__TASK OBJECTIVE__. Beginning with the first of the lines below and continuing through the line containing "[[40, 112]]", write those lines out again with "front" changed to "rear" and nothing else altered.

((

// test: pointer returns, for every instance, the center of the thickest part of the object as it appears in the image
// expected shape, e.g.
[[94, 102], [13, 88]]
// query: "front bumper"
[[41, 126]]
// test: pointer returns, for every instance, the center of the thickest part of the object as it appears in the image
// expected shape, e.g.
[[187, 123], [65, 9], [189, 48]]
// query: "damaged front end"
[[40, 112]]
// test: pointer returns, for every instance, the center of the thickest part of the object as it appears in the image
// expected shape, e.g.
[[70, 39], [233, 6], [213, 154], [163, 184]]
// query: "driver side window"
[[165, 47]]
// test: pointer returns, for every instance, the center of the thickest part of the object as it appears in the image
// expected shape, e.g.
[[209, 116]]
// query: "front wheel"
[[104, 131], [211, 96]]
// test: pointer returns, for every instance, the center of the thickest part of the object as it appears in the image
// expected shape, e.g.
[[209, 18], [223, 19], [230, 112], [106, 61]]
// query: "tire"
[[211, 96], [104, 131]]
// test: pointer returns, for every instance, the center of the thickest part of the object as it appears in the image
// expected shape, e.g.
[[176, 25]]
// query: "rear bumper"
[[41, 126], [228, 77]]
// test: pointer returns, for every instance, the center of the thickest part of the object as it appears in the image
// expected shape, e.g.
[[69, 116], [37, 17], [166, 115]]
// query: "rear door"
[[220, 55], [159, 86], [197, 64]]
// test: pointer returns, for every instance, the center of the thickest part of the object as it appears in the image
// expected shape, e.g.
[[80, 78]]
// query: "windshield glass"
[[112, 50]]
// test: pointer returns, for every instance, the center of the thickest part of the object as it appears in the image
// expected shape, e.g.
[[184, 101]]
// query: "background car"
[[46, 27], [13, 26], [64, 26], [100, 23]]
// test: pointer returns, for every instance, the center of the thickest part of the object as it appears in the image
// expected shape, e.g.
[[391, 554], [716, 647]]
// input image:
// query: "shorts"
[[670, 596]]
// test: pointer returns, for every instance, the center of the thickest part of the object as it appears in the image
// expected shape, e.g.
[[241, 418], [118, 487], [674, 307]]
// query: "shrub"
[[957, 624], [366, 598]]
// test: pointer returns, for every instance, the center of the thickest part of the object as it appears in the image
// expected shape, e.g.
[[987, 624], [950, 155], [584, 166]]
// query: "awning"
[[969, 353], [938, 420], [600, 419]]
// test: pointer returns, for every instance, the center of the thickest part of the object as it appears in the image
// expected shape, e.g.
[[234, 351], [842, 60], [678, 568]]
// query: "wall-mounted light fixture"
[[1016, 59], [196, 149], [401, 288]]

))

__WORKED ANSWER__.
// test: pointer returns, for every instance, the center of the thickest part of the object as it appears in the image
// expected shape, e.g.
[[94, 102], [13, 88]]
// query: "rear bumper"
[[41, 126]]
// test: pointer returns, for every instance, the center of the thickest part of the object as it appears in the image
// expected shape, e.g.
[[187, 123], [65, 9], [189, 48]]
// query: "damaged rear end"
[[40, 112]]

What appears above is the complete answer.